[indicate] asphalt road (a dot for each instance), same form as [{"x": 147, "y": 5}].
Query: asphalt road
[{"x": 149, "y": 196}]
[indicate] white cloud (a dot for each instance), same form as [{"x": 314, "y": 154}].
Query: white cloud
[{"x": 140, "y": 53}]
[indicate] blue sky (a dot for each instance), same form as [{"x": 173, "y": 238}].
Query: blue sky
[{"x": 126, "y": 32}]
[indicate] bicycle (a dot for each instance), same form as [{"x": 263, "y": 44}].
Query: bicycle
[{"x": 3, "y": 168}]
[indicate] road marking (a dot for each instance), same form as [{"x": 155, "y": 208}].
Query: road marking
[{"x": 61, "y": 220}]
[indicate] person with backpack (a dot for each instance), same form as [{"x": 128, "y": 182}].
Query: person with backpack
--
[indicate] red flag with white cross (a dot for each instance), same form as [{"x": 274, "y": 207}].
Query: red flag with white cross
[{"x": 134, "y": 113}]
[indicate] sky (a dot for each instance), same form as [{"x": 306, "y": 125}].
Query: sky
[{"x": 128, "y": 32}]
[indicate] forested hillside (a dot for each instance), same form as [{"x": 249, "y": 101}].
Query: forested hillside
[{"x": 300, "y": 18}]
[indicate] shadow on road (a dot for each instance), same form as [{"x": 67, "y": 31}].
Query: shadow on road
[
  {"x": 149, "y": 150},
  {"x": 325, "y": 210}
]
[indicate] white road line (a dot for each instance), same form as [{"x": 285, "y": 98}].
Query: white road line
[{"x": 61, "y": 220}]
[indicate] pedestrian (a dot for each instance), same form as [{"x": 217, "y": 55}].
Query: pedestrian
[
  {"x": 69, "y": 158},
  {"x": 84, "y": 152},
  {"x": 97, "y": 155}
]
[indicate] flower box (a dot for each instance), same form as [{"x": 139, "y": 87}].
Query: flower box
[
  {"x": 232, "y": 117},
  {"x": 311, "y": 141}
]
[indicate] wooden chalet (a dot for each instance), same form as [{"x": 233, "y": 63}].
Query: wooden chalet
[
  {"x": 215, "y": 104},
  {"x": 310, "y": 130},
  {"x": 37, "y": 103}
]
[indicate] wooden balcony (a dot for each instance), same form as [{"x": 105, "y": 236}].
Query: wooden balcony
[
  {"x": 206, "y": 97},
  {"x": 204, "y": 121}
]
* * *
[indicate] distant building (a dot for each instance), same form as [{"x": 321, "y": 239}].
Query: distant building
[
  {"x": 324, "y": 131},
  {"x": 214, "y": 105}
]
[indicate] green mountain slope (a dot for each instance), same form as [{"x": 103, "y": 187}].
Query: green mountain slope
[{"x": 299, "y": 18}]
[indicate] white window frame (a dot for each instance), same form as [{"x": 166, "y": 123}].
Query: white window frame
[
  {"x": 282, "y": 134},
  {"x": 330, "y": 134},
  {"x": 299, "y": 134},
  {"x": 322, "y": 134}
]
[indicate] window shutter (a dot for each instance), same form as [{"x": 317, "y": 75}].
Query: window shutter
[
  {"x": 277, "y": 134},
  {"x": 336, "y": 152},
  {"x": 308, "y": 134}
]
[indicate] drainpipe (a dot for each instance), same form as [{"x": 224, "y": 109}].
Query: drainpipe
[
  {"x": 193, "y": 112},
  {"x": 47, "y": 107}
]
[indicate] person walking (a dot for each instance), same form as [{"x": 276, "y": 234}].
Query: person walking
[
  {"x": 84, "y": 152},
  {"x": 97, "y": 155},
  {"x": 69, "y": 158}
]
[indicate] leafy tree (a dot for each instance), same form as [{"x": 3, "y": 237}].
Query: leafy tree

- **DO THIS**: Rewrite the material starting at the line that contains "[indicate] asphalt road" and ending at the line that contains "Query: person with backpack", replacing "blue sky" with "clear sky" and keeping everything else unchanged.

- **PROBLEM SOLUTION**:
[indicate] asphalt road (a dot for each instance), same form as [{"x": 147, "y": 5}].
Query: asphalt road
[{"x": 149, "y": 196}]
[indicate] white cloud (a dot for each instance), same form as [{"x": 314, "y": 154}].
Query: white cloud
[{"x": 140, "y": 53}]
[indicate] clear sky (a dot for each instance), same form as [{"x": 173, "y": 238}].
Query: clear sky
[{"x": 126, "y": 32}]
[indicate] bicycle (a dot for each instance), same form as [{"x": 263, "y": 44}].
Query: bicycle
[{"x": 3, "y": 168}]
[indicate] road marking (a dot for each instance), same form as [{"x": 155, "y": 208}].
Query: road marking
[{"x": 61, "y": 220}]
[indicate] person with backpack (a dot for each instance), same form as [{"x": 128, "y": 182}].
Query: person with backpack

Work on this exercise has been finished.